▶ Verilen Görev
İnkâr üzerine yazılmış blog yazısına göre tarihin kökü nerede aranmalıdır?

▶ Seçilen Metin
== == ==
Mlliyet Milliyet Blog Milliyet Blog
 
Facebook Connect
Blog Kategorileri
 

08 Temmuz '08

 
Kategori
Felsefe
 

Dilimizin altına hapsettiğimiz bakla: inkâr

Üç büyük dinî kitapta da yazılıdurduğu üzere Musa’nın tanrıdan aldığı kuvvetle kızıldenizi ortadan ikiye yarışı gibi insanlığı onun doymak bilmezliğinden aldığı kuvvetle ‘zengin’ ve ‘yoksul’ diye ikiye yaran bildik eski mesih ‘bey’, ‘paşa’, öğrendik yeni mesih küresel kapitalizmin koruyucu kanatları ‘para’nın hükmünde keramet arayanların emelleri ‘köprüyü geçme’ uğruna onun, paranın, gözüne girebilmek için binbir yüz takınma yüzsüzlüğü sonucu müsrifçe tükettikleri kişiliklerinin son durağı sosyal mezarlık ‘döneklik ve inkâr’, insanlık tarihinde görülmemiş bir enflasyon patlaması yaşıyor. Biliyorum, haklı olarak ‘bunlar insanlık kadar eski hikâyeler’ diye düşünebilirsiniz. Ama ben ufak bir ekleme yapmak istiyorum: hayır, tarih tekerrürden ibaret değildir! Tarih, tekerrürlerin artışından, her seferinde ‘en’ edatıyla şekil değiştirerek, ‘en’leşerek, yani biraz daha büyüyerek, yani ‘bir başka’laşarak (tekrar) oluşudur.

Tarih, olaylarıyla zaman ekseni boyunca kendi kendisinin kuvvetini alabilen (matematikî bağlamda) bir fenomen olduğu için kökünü yaratıcısı insanın ruhundan çok onun bedeninde, yani duygularından çok hesabında kitabında aramak gerekir. İnsan tarihi, onun bedenî, maddî refahını sağlama alma, koruma ve geliştirme stratejisinin duygusallık maskesiyle vicdanî bir meseleymiş gibi vuku buluşudur.
== == ==
Veri kümesi öğeleri
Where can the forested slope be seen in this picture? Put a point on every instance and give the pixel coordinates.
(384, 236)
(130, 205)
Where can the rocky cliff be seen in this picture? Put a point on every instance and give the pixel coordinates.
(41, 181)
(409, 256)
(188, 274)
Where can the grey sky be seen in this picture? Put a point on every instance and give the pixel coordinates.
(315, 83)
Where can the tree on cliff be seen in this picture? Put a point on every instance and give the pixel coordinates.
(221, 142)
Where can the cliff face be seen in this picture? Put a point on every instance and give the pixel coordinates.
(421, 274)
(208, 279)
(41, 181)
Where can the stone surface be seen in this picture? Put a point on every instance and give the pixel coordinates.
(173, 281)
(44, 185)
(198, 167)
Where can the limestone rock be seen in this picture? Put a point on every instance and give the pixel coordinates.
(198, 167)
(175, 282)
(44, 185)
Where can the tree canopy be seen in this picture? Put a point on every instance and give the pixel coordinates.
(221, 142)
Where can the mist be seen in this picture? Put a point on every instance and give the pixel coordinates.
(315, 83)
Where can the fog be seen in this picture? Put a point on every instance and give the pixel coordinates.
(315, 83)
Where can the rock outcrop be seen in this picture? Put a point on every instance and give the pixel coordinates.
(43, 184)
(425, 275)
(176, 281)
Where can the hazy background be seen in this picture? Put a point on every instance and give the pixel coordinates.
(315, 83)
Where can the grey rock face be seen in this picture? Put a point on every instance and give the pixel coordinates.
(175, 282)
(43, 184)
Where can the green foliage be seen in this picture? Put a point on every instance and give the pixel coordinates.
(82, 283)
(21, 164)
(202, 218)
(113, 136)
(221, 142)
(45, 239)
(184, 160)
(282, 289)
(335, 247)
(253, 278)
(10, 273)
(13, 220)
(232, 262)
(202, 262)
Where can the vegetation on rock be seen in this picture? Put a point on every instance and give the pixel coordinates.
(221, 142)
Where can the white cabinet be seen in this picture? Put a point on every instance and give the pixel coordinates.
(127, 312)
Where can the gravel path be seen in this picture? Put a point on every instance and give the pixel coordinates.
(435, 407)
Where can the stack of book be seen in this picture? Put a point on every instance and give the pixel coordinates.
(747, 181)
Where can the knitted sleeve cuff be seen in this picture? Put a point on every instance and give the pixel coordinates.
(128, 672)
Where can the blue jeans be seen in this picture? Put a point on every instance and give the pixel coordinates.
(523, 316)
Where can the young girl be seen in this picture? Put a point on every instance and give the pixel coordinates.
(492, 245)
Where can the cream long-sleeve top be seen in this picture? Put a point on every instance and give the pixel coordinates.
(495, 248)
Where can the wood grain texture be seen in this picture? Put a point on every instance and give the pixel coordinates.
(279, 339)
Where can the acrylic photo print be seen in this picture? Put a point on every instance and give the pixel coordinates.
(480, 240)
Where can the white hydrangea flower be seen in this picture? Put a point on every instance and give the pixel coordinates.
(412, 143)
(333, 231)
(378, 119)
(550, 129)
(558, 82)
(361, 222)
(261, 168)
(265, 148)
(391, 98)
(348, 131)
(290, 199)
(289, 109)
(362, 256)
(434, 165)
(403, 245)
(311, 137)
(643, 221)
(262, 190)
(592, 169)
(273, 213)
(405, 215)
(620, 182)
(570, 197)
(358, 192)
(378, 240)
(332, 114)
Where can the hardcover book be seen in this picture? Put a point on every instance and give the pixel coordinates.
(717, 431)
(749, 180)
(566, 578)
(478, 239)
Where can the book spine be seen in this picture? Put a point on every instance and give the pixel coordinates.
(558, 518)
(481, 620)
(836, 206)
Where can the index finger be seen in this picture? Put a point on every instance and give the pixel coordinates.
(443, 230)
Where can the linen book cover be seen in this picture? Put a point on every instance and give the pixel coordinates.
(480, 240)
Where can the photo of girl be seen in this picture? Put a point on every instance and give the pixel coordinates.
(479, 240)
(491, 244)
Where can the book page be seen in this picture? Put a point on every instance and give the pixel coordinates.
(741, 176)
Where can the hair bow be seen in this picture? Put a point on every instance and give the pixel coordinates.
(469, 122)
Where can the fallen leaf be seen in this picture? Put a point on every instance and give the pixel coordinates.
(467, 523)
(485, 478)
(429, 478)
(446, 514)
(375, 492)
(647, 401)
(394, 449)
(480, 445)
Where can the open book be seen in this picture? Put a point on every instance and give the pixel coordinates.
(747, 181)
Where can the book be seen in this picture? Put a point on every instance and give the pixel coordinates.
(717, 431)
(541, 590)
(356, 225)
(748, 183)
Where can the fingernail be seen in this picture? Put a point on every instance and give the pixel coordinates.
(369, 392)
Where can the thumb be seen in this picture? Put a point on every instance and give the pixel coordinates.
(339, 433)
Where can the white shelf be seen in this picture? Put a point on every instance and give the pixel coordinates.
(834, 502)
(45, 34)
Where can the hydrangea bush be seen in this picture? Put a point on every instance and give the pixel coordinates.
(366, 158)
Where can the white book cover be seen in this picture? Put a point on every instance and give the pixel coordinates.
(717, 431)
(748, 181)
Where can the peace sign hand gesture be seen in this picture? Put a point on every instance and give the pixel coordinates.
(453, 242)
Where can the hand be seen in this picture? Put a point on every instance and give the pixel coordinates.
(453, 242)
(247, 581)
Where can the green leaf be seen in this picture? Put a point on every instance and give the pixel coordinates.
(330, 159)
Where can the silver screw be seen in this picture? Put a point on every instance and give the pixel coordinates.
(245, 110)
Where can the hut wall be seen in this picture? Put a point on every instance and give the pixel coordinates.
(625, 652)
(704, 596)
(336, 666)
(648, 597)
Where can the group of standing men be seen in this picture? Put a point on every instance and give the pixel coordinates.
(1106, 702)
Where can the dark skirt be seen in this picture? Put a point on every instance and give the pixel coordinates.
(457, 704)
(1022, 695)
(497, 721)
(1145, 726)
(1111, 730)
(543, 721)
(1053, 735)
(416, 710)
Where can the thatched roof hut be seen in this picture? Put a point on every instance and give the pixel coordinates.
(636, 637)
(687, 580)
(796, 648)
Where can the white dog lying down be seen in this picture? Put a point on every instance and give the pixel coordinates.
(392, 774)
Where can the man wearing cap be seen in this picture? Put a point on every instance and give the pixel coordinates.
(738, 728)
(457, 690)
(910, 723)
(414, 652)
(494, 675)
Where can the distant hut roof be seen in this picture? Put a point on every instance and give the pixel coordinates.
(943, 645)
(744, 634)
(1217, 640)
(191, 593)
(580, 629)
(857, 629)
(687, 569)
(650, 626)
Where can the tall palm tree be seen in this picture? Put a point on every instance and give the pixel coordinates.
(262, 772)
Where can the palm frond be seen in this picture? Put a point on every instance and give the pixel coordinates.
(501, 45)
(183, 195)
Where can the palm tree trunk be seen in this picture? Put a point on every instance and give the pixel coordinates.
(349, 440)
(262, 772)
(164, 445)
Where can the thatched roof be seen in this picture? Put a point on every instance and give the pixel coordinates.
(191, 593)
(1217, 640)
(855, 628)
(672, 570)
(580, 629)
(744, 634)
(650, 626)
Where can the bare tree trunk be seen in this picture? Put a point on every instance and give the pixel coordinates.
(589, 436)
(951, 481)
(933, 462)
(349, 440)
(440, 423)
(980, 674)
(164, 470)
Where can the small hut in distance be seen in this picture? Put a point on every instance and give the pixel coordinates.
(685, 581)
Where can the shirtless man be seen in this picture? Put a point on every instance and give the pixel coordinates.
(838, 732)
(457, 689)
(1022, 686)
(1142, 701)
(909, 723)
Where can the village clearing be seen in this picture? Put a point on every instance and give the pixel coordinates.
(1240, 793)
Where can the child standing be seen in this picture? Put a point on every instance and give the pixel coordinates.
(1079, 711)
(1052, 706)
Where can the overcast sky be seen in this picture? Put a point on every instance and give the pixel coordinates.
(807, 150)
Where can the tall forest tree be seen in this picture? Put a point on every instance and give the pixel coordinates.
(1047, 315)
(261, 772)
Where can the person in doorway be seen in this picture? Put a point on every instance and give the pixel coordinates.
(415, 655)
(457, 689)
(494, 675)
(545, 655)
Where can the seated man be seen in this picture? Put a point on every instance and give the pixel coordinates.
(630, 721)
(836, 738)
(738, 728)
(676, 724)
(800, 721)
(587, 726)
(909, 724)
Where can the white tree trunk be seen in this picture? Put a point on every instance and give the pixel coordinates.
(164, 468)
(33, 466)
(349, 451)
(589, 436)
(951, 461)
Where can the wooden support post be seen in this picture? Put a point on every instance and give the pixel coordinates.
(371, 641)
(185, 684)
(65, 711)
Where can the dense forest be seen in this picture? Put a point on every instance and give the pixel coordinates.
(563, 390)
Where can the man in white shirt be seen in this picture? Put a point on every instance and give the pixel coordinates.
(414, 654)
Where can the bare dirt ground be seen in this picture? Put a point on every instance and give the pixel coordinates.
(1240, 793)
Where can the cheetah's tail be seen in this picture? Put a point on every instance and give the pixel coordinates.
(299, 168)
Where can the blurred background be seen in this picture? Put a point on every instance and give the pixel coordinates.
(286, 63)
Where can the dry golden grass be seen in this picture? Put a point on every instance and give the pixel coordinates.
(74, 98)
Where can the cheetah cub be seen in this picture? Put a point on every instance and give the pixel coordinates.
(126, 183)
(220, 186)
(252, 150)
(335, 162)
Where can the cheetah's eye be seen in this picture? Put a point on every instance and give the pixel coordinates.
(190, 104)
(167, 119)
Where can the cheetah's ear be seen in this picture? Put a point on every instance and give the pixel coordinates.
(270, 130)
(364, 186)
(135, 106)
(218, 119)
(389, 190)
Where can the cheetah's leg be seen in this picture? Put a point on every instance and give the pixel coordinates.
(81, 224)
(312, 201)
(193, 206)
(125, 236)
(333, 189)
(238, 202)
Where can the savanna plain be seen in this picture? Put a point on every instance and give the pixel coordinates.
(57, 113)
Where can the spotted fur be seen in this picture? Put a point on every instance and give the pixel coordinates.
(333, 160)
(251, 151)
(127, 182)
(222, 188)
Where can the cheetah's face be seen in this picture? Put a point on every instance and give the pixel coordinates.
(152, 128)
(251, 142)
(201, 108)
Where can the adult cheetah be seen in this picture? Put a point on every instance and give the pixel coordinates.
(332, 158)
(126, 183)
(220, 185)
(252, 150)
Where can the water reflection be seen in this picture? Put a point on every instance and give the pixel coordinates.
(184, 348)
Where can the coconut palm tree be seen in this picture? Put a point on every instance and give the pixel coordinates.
== == ==
▶ Alıştırmanın Çözümü
İnsanın ruhundan çok bedeninde, yani duygularından çok hesabında kitabında aranmalıdır.